**TO DO:** Give back all the data exactly, line by line.

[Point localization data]

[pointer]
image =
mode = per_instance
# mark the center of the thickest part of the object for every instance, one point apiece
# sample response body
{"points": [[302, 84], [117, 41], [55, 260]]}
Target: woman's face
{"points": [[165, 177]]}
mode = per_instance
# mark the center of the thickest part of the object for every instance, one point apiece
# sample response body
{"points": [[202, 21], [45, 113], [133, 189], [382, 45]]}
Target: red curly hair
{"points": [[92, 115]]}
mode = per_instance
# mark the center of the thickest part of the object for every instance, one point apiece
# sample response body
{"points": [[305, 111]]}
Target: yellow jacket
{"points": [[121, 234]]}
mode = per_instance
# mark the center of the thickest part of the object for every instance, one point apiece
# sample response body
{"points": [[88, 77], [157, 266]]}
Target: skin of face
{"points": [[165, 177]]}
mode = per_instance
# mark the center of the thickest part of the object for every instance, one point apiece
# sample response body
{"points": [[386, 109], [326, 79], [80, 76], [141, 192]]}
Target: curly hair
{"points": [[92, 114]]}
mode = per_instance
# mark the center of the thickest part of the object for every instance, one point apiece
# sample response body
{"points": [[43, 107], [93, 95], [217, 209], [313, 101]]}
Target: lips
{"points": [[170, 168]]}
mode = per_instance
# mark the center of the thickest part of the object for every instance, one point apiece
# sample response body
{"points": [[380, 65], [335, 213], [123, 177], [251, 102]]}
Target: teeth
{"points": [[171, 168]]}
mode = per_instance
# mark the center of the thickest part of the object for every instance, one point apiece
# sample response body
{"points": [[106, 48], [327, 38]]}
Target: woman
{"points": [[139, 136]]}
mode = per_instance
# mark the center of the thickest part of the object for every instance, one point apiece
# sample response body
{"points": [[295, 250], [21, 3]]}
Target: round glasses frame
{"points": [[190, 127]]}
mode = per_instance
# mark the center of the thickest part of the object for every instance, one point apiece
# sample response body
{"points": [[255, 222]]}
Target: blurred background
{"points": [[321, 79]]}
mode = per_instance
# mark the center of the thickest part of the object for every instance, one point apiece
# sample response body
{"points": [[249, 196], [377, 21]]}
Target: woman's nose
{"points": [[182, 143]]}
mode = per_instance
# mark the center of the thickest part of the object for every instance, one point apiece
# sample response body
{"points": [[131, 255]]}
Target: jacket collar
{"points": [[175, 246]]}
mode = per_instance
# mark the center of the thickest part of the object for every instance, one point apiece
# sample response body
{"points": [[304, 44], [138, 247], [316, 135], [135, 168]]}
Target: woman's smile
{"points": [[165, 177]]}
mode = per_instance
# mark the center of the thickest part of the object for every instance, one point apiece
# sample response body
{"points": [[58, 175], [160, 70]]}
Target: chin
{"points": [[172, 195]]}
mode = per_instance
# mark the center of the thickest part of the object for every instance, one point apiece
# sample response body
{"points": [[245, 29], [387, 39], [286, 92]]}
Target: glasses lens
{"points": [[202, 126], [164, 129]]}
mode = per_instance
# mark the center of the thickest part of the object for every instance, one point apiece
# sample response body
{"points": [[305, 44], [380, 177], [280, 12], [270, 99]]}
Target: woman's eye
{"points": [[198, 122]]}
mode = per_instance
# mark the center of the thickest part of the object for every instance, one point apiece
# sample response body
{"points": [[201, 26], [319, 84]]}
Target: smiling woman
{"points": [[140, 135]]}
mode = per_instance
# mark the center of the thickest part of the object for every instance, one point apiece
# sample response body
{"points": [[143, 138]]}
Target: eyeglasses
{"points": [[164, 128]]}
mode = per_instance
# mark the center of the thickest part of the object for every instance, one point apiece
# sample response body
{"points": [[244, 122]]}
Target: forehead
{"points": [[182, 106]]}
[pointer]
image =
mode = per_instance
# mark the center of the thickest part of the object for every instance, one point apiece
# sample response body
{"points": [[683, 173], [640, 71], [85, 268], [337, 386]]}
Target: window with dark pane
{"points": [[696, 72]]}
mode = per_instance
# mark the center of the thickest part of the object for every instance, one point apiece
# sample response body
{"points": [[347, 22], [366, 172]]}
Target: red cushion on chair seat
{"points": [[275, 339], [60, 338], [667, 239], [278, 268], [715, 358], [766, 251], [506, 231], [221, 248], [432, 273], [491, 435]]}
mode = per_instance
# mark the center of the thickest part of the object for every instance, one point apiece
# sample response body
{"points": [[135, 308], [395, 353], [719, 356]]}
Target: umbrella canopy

**REPLY TO THE EXERCISE:**
[pointer]
image =
mode = per_instance
# mark the center of the thickest part of the object for every instance, one point apiece
# sample response body
{"points": [[302, 84], [117, 41], [55, 260]]}
Target: woman's face
{"points": [[165, 177]]}
mode = per_instance
# mark the center of the thickest part of the object for every instance, one point apiece
# sample response body
{"points": [[202, 21], [45, 113], [133, 189], [382, 45]]}
Target: red curly hair
{"points": [[92, 115]]}
mode = per_instance
# mark the center of the thickest part of the object for every instance, one point apiece
# sample response body
{"points": [[305, 111]]}
Target: yellow jacket
{"points": [[121, 234]]}
mode = per_instance
# mark the center of the thickest part of the object for every instance, one point apiece
# sample response body
{"points": [[88, 77], [157, 266]]}
Target: skin of face
{"points": [[165, 177]]}
mode = per_instance
# mark the center of the thickest part of the object for every instance, one point apiece
# sample response body
{"points": [[386, 109], [326, 79], [80, 76], [141, 192]]}
Target: curly hair
{"points": [[92, 114]]}
mode = per_instance
# mark the center of the thickest part of the object for every instance, one point apiece
# sample response body
{"points": [[43, 107], [93, 95], [217, 209], [313, 101]]}
Target: lips
{"points": [[170, 168]]}
mode = per_instance
# mark the center of the thickest part of the object for every instance, one point apiece
# sample response body
{"points": [[380, 65], [335, 213], [123, 177], [251, 102]]}
Target: teeth
{"points": [[171, 168]]}
mode = per_instance
# mark the center of the thickest part of the object for every instance, one point apiece
# sample response body
{"points": [[106, 48], [327, 38]]}
Target: woman
{"points": [[139, 136]]}
mode = per_instance
# mark the center of the thickest part of the object for every instance, one point apiece
# sample response body
{"points": [[295, 250], [21, 3]]}
Target: round glasses frame
{"points": [[190, 127]]}
mode = per_instance
# mark the center of the thickest part of the object for every instance, one point apiece
# sample response body
{"points": [[255, 222]]}
Target: blurred background
{"points": [[321, 79]]}
mode = per_instance
# mark the center of the thickest part of the object for every instance, one point apiece
# sample response body
{"points": [[249, 196], [377, 21]]}
Target: woman's nose
{"points": [[182, 143]]}
mode = per_instance
# mark the center of the thickest part of the object for every instance, one point apiece
# sample response body
{"points": [[131, 255]]}
Target: jacket collar
{"points": [[175, 246]]}
mode = per_instance
# mark the center of the thickest part of the object for every instance, one point apiece
# sample response body
{"points": [[304, 44], [138, 247], [316, 135], [135, 168]]}
Target: woman's smile
{"points": [[165, 177]]}
mode = per_instance
# mark the center of the thickest part of the object for every instance, one point apiece
# sample response body
{"points": [[58, 175], [160, 70]]}
Target: chin
{"points": [[172, 195]]}
mode = per_instance
# mark the center of the thickest part of the object for every instance, one point apiece
# sample response body
{"points": [[245, 29], [387, 39], [286, 92]]}
Target: glasses lens
{"points": [[202, 126], [164, 129]]}
mode = per_instance
# mark the center of the thickest part of the object for every instance, one point apiece
# sample response body
{"points": [[305, 44], [380, 177], [280, 12], [270, 99]]}
Target: woman's eye
{"points": [[198, 122]]}
mode = per_instance
# mark the center of the thickest part of the object for every instance, one point apiece
# sample response body
{"points": [[201, 26], [319, 84]]}
Target: smiling woman
{"points": [[140, 135]]}
mode = per_instance
# mark the center of the thickest part of the object for every instance, one point apiece
# sample response body
{"points": [[143, 138]]}
Target: eyeglasses
{"points": [[164, 128]]}
mode = per_instance
# mark the center of the thickest part of the object for every instance, one point apiece
# sample response body
{"points": [[244, 122]]}
Target: forehead
{"points": [[182, 106]]}
[pointer]
image =
mode = per_instance
# mark the center of the thickest part of the object for every instance, one point apiece
# sample response body
{"points": [[683, 173], [640, 71], [85, 268], [337, 386]]}
Target: window with dark pane
{"points": [[696, 72]]}
mode = per_instance
# mark the center of the thickest part of the object for every instance, one point apiece
# sample response body
{"points": [[347, 22], [366, 172]]}
Target: red cushion on chair seat
{"points": [[275, 339], [60, 338], [667, 239], [278, 268], [715, 358], [766, 251], [506, 231], [221, 248], [432, 273], [491, 435]]}
mode = per_instance
# mark the center of the thickest part of the object for every instance, one point apiece
# sample response body
{"points": [[135, 308], [395, 353], [719, 356]]}
Target: umbrella canopy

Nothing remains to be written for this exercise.